### [Task description]
After reading the entries below, report how many lines have the string "negative" in them, giving the number alone.

### [Record extracts]
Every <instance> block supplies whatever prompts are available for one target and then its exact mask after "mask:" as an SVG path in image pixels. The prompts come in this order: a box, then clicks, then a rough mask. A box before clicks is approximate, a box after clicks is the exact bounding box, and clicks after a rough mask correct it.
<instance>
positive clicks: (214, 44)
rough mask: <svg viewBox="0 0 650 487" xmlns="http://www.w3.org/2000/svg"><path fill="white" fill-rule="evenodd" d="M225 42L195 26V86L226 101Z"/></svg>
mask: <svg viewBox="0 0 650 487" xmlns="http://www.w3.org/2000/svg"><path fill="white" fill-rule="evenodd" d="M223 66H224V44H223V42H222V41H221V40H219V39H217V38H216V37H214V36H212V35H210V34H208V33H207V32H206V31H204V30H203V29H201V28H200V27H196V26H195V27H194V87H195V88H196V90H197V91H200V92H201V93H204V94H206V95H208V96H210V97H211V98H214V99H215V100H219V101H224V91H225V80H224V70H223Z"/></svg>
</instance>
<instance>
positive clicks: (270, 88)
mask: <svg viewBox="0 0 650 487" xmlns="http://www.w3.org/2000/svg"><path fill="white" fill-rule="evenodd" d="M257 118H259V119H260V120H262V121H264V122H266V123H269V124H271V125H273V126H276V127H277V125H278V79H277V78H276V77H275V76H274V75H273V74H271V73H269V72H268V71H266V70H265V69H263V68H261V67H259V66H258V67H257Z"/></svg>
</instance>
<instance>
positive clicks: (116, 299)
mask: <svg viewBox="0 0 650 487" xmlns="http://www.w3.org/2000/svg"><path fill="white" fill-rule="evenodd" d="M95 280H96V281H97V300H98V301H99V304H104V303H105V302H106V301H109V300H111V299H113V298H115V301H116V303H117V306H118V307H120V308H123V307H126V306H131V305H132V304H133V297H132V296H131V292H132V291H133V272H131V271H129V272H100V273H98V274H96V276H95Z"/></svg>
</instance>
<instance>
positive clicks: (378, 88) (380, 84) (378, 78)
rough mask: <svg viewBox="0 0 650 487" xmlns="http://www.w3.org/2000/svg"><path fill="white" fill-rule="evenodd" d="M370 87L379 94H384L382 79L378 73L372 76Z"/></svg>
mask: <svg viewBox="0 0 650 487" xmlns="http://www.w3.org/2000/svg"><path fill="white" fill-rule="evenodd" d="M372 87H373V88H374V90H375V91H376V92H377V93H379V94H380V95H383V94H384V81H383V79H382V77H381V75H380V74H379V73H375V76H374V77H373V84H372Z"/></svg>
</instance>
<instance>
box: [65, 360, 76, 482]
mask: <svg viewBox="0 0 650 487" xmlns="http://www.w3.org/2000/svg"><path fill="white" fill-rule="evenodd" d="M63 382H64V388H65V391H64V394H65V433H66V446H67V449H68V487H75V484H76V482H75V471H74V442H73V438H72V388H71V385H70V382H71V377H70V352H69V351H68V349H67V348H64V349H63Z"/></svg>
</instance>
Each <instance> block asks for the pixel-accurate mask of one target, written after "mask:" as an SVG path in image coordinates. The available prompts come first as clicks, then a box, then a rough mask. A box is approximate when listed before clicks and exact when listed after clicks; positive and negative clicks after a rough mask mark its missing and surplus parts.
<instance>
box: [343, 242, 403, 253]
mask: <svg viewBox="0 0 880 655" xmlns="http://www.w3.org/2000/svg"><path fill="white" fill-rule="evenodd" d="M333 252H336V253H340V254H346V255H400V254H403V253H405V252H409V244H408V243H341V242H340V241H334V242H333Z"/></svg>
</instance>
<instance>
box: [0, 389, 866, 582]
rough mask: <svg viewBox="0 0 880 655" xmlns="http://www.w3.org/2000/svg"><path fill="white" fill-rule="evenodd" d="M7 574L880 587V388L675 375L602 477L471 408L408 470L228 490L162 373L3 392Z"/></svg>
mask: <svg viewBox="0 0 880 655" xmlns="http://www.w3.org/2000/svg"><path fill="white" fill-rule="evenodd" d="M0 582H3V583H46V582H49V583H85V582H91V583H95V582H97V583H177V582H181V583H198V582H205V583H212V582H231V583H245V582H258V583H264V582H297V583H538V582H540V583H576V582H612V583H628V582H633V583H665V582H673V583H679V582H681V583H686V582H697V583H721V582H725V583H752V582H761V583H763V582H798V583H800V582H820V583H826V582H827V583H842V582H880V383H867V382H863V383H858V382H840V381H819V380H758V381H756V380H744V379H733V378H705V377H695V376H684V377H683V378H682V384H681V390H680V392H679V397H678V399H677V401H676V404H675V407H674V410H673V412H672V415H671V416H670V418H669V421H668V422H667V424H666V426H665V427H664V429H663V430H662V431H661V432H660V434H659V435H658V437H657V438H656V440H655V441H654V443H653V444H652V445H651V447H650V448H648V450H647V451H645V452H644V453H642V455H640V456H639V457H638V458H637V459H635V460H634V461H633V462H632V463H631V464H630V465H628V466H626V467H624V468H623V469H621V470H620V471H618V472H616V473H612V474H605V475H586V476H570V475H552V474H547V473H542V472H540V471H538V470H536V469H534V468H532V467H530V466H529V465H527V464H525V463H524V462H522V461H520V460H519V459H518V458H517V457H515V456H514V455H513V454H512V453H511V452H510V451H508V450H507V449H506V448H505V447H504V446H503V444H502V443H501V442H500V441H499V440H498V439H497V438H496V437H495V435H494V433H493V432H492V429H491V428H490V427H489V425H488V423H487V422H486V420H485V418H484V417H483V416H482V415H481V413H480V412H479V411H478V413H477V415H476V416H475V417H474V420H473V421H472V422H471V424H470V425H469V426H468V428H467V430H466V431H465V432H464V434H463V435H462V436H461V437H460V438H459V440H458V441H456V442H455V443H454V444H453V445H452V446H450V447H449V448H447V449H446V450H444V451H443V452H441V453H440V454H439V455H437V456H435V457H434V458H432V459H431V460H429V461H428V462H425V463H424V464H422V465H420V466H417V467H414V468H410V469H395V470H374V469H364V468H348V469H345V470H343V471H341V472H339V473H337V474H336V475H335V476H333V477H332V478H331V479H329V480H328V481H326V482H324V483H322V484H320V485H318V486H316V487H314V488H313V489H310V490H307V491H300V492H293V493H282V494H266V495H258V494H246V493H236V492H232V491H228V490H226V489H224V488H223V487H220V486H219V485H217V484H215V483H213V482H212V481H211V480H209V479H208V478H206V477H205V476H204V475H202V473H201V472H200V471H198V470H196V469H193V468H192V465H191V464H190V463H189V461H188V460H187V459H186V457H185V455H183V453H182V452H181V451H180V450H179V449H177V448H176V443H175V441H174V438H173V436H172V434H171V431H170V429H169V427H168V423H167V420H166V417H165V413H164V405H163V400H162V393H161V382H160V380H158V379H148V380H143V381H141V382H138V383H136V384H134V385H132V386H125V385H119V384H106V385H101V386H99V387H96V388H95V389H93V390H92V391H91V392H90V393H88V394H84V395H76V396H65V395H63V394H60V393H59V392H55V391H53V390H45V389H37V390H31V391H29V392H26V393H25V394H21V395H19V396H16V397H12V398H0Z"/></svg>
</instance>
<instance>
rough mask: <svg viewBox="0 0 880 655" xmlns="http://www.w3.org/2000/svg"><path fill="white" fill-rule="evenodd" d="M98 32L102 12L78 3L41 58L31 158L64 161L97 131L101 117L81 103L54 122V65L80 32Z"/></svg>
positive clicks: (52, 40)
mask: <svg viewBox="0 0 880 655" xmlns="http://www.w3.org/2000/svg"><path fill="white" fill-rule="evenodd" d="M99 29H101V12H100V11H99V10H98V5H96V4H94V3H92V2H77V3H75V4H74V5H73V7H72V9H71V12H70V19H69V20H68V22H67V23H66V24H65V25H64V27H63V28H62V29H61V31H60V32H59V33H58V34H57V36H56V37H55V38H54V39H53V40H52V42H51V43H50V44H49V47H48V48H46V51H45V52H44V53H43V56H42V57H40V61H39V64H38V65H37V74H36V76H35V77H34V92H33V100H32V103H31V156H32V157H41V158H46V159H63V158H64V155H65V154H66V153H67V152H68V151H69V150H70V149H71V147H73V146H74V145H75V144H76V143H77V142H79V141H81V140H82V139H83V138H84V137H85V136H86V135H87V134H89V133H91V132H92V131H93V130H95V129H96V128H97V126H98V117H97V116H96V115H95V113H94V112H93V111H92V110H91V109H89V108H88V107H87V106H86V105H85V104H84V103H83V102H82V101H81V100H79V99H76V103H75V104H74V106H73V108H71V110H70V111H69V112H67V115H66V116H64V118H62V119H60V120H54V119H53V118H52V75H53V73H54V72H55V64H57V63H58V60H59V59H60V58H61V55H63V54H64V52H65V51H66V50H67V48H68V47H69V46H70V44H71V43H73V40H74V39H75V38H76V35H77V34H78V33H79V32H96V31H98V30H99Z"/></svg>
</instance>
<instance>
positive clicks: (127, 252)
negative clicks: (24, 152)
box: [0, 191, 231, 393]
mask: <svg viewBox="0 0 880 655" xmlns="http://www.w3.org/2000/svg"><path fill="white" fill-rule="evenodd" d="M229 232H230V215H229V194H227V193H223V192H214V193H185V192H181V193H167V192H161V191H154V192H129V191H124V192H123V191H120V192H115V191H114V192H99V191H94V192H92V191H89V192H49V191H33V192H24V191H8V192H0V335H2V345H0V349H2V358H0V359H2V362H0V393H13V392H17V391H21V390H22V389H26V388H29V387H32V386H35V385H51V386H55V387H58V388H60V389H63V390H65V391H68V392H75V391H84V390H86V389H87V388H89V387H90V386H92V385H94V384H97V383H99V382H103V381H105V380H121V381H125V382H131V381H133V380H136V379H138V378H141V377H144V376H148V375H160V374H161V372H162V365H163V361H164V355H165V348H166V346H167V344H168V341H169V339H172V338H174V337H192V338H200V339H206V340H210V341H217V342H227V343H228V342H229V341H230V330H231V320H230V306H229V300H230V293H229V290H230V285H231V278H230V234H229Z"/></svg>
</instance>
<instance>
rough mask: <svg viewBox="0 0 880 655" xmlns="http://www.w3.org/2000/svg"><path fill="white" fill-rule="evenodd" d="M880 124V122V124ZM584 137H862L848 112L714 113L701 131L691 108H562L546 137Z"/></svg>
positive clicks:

### [Task response]
2